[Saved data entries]
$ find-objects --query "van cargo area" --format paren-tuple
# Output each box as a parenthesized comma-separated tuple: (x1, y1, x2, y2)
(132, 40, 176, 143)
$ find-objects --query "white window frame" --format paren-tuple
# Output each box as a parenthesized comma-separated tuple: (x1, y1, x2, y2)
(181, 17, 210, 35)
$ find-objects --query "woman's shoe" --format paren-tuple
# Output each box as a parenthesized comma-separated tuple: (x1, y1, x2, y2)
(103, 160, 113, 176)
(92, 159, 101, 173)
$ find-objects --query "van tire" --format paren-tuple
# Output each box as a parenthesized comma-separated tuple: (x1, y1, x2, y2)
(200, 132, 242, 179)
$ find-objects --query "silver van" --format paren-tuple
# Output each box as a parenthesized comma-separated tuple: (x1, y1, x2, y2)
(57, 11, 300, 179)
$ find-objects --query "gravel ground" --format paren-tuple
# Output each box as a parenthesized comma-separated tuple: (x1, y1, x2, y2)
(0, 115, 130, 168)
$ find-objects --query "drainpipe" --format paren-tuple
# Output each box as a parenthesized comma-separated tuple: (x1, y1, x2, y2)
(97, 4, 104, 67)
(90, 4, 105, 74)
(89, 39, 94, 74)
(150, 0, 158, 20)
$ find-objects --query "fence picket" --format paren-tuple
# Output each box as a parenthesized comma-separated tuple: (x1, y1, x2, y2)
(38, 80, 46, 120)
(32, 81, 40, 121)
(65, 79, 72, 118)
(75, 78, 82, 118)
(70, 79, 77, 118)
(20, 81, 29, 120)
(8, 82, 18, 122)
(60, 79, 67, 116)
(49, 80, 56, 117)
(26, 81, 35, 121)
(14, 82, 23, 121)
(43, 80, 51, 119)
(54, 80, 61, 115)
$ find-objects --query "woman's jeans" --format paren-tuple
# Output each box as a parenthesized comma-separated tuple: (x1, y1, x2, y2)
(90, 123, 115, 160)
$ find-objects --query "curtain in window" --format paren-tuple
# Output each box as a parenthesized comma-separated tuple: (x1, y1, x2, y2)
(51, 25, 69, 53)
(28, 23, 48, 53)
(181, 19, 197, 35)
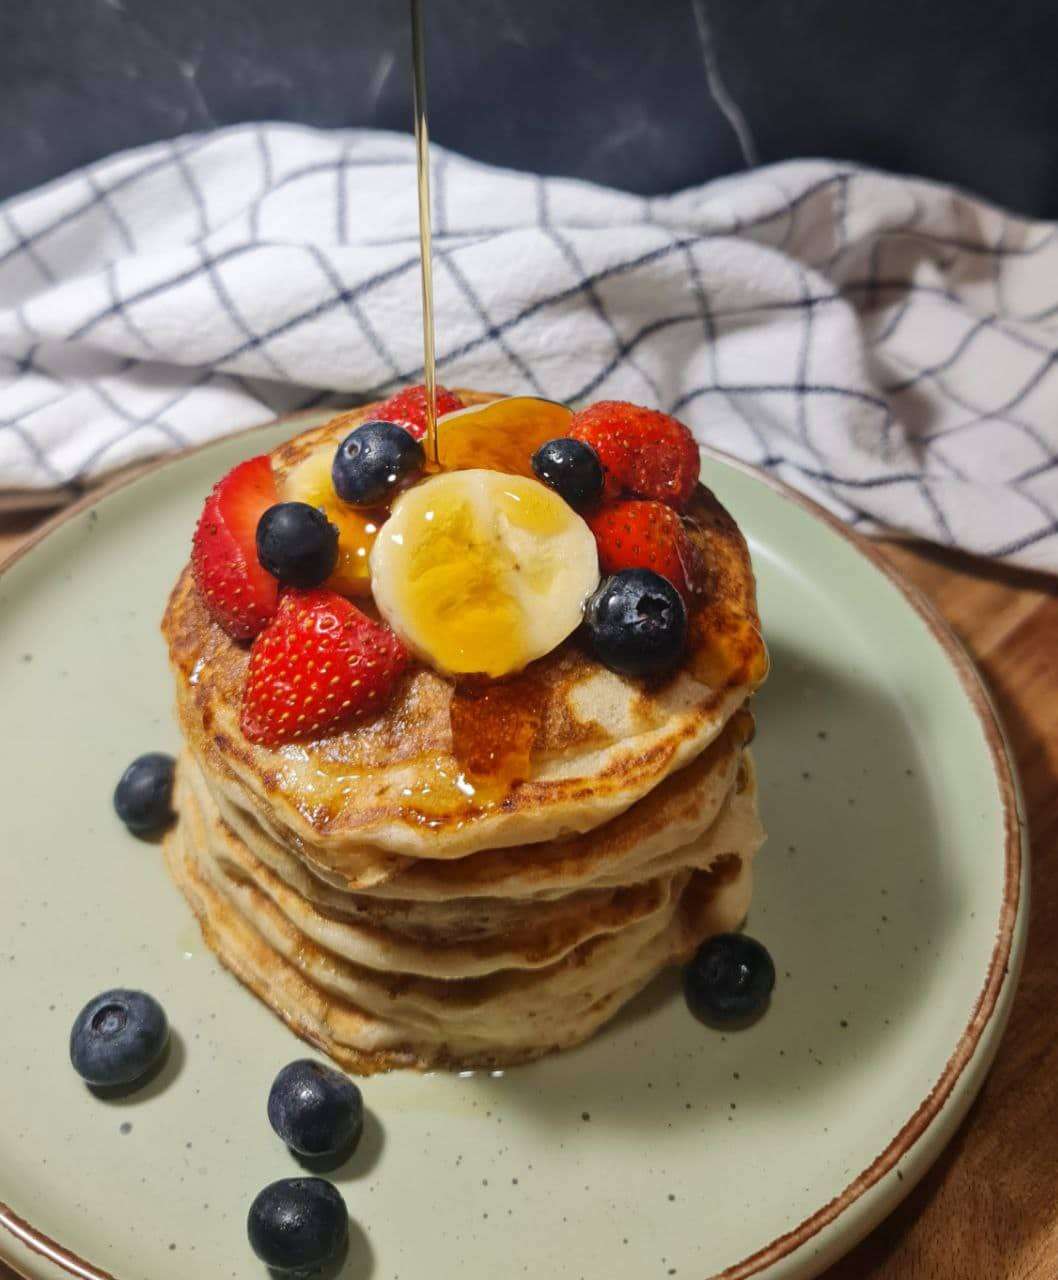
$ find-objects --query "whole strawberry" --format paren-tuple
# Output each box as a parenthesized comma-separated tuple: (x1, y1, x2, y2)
(191, 455, 279, 639)
(569, 401, 700, 510)
(240, 589, 409, 746)
(586, 499, 699, 601)
(376, 384, 463, 440)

▶ **TASK DETAILS**: When you retype the records, keep every word exactly as written and exclude the pictures.

▶ **RESPONSE TO THIS TASK**:
$ find-objects --query "van cargo area" --format paren-tuple
# Output each box as a parenthesized comma-separated tuple: (x1, y1, x2, y2)
(132, 40, 176, 143)
$ find-objects --query "white window frame" --format paren-tuple
# Output each box as a parenthesized comma-separated tuple: (x1, y1, x2, y2)
(181, 17, 210, 35)
$ find-objects --query "woman's shoe" --format paren-tuple
# Output each box as a parenthesized comma-separated tuple: (x1, y1, x2, y2)
(103, 160, 113, 176)
(92, 159, 101, 173)
$ find-objects --query "van tire" --format paren-tuple
# Output each box as a parenthesized comma-separated tuple: (x1, y1, x2, y2)
(200, 132, 242, 179)
$ find-objects --query "silver van" --format paren-tuple
# Output each box as a parenthesized comma-separated tuple: (x1, y1, x2, y2)
(57, 11, 300, 179)
$ find-objects --query "gravel ground" --format paren-tuple
# Output each box as a parenthesized comma-separated tuple: (x1, y1, x2, y2)
(0, 115, 130, 168)
$ find-objects --query "drainpipe" --format paren-tuple
# Output each box as a parenthesized comma-separated tuple: (x1, y1, x2, y2)
(97, 4, 104, 67)
(90, 4, 105, 74)
(89, 39, 94, 74)
(150, 0, 158, 20)
$ find-objects --query "fence picket" --format paren-tuple
# Output each box as a parenthesized comma-separated tuple: (x1, y1, x2, y2)
(38, 80, 46, 120)
(32, 81, 40, 121)
(65, 79, 72, 118)
(75, 78, 82, 118)
(70, 79, 77, 118)
(20, 81, 29, 120)
(8, 82, 18, 122)
(60, 79, 67, 116)
(49, 80, 56, 117)
(26, 81, 35, 121)
(14, 82, 23, 121)
(43, 80, 51, 119)
(54, 80, 61, 115)
$ find-objects --query "woman's jeans" --format paren-tuple
# Output each box as a parenthesized comma-separated tuple: (x1, y1, x2, y2)
(90, 123, 115, 160)
$ find-objects --query "curtain in window" --format paren-tuple
# Output each box as a parenthesized comma-separated tuple: (x1, y1, x2, y2)
(51, 25, 69, 53)
(28, 23, 48, 53)
(181, 19, 197, 35)
$ find-objects --query "whole strawberry" --format paren-tuple
# Output each box as a parenthesized comma-separated tuple: (x1, y1, x2, y2)
(191, 455, 279, 639)
(569, 401, 700, 510)
(240, 589, 409, 746)
(586, 499, 699, 601)
(376, 384, 463, 440)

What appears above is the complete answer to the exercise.